:: DOCUMENT PASSAGE ::

Say I have a memory buffer with a vector of type std::decimal::decimal128
(IEEE754R) elements, can I wrap and expose that as a NumPy array, and do fast operations on those decimal vectors, like for example compute variance or auto-correlation over the vector? How would I do that best?

- 21,353
- 10
- 64
- 97
1 Answers
Numpy does not support such a data type yet (at least on mainstream architectures). Only float16, float32, float64 and the non standard native extended double (generally with 80 bits) are supported. Put it shortly, only floating-point types natively supported by the target architecture. If the target machine support 128 bit double-precision numbers, then you could try the numpy.longdouble
type but I do not expect this to be the case. In practice, x86 processors does not support that yet as well as ARM. IBM processors like POWER9 supports that natively but I am not sure they (fully) support the IEEE-754R standard. For more information please read this. Note that you could theoretically wrap binary data in Numpy types but you will not be able to do anything (really) useful with it. The Numpy code can theoretically be extended with new types but please note that Numpy is written in C and not C++ so adding the std::decimal::decimal128
in the source code will not be easy.
Note that if you really want to wrap such a type in Numpy array without having to change/rebuild the Numpy code, could wrap your type in a pure-Python class. However, be aware that the performance will be very bad since using pure-Python object prevent all the optimization done in Numpy (eg. SIMD vectorization, use of fast native code, specific algorithm optimized for a given type, etc.).

:: ROWS ::
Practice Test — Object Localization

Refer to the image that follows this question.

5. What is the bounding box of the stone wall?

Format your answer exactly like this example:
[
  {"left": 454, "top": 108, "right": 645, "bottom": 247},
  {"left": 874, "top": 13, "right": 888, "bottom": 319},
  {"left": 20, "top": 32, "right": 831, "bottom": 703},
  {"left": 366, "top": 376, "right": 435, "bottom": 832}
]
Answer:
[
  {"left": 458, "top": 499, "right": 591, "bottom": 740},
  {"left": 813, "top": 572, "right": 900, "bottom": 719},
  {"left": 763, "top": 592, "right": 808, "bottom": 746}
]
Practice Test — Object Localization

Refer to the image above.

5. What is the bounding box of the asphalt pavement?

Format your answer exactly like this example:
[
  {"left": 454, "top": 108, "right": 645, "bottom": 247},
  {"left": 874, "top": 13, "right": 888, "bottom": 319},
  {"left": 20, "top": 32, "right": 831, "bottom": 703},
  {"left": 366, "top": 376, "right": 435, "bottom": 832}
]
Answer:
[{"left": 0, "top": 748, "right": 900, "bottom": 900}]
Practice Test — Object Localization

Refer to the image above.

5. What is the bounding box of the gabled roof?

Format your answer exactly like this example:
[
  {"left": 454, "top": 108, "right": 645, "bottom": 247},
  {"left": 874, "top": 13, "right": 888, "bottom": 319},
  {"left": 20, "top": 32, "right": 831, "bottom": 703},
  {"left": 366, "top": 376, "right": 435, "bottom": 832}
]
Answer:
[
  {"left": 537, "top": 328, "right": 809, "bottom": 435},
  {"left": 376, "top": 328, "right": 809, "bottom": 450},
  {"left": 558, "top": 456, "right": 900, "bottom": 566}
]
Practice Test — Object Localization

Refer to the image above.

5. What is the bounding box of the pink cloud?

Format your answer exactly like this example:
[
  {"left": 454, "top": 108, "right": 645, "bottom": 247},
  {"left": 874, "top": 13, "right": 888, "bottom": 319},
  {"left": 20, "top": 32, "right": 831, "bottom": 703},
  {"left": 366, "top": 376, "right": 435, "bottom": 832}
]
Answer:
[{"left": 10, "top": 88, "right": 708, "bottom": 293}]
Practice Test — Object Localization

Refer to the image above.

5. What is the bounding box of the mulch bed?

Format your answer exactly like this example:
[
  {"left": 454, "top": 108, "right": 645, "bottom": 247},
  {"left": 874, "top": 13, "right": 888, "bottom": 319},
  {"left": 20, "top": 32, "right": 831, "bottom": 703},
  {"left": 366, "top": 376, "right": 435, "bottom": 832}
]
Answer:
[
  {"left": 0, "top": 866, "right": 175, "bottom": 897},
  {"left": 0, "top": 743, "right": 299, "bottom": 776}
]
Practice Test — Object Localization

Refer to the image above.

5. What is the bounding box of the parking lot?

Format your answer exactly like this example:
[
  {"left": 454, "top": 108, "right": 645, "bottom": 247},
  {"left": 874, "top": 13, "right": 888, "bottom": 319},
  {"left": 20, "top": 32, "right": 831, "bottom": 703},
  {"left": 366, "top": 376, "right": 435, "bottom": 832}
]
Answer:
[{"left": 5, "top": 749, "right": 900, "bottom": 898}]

:: WHAT YOU NEED TO DO ::
[1] In the NumPy decimal128 thread, which processors does the answer name as supporting 128-bit double-precision numbers natively?
[2] Reproduce the passage of the NumPy decimal128 thread starting at "Say I have a" and ending at "do that best?".
[3] Check each statement against the NumPy decimal128 thread and answer yes or no, quoting the deciding words: (a) NumPy is written in C++. (b) Wrapping the type in a pure-Python class leads to very bad performance. (c) x86 processors support 128-bit double-precision numbers.

:: SOLUTION SET ::
[1] IBM processors like POWER9.

[2]
Say I have a memory buffer with a vector of type std::decimal::decimal128
(IEEE754R) elements, can I wrap and expose that as a NumPy array, and do fast operations on those decimal vectors, like for example compute variance or auto-correlation over the vector? How would I do that best?

[3]
(a) No: "Numpy is written in C and not C++".
(b) Yes: "be aware that the performance will be very bad since using pure-Python object prevent all the optimization done in Numpy".
(c) No: "x86 processors does not support that yet as well as ARM".